[Dataset entries]
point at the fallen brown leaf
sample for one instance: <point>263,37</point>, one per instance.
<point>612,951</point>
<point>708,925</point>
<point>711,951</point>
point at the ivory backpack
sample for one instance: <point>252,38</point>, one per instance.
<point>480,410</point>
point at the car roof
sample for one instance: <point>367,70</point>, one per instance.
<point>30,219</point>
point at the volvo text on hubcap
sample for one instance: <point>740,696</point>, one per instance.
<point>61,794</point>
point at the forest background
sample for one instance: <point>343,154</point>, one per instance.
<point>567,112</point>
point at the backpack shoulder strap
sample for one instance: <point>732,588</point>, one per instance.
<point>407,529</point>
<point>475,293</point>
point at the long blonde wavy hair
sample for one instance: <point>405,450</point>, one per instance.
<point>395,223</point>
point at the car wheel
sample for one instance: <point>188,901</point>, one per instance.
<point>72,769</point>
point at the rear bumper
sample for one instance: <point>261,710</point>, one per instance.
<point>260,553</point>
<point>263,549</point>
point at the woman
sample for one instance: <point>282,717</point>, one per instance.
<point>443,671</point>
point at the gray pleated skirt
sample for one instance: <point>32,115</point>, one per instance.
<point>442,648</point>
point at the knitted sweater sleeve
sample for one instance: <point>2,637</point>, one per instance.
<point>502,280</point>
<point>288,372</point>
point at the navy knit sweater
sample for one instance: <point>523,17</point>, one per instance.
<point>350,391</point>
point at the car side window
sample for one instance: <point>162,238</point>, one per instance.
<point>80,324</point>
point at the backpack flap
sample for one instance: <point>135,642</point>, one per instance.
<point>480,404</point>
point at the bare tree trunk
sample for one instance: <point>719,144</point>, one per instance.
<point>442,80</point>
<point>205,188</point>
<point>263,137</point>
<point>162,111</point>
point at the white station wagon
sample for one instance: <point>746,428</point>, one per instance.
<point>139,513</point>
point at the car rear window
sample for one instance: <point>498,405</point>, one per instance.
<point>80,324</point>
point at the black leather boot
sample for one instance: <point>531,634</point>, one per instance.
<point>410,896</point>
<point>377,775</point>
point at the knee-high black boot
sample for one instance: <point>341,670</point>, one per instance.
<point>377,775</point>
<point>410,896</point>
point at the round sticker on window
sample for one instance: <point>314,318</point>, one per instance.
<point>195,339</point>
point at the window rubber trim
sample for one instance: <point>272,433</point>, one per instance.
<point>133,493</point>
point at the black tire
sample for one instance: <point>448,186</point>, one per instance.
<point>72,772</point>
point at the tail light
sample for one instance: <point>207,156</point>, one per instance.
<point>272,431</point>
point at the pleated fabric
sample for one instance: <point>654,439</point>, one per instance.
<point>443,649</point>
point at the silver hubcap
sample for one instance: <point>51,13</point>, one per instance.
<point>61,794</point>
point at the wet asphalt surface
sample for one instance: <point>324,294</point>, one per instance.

---

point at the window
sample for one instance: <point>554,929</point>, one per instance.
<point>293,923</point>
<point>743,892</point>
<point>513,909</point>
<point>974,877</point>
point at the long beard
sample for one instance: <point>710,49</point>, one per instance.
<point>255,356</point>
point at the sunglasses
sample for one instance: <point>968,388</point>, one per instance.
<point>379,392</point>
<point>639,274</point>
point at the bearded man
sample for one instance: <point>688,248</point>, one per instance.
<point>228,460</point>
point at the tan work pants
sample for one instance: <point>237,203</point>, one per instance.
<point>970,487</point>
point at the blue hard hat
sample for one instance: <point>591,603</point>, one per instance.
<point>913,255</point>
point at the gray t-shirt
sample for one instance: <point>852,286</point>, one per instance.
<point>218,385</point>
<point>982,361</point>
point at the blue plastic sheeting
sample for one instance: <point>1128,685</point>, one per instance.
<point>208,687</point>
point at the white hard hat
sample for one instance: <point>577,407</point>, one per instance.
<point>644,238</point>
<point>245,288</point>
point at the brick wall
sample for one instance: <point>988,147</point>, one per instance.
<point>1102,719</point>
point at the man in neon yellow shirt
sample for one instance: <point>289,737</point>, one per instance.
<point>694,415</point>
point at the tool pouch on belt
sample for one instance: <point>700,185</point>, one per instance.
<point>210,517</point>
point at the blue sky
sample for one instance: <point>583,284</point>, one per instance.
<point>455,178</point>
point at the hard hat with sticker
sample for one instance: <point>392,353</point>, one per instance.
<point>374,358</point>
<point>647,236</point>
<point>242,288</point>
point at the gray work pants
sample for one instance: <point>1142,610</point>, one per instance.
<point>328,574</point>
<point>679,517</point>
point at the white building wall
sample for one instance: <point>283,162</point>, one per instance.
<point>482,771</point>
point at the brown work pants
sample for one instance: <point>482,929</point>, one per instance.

■ **Task brief**
Copy out every line, requests included, from the line containing "point at the gray work pants" down to the line containing "sample for one instance: <point>482,929</point>, one", shifting each answer's point coordinates by adding 135 to both numbers. Leave the coordinates in the requests and their format samples as they are.

■ **Task solution**
point at the gray work pants
sample for one instance: <point>1142,610</point>, one per instance.
<point>463,709</point>
<point>814,652</point>
point at the white building wall
sample for one instance: <point>283,162</point>, one per instance.
<point>617,906</point>
point at the brown work pants
sample for one instance: <point>482,929</point>, one per instance.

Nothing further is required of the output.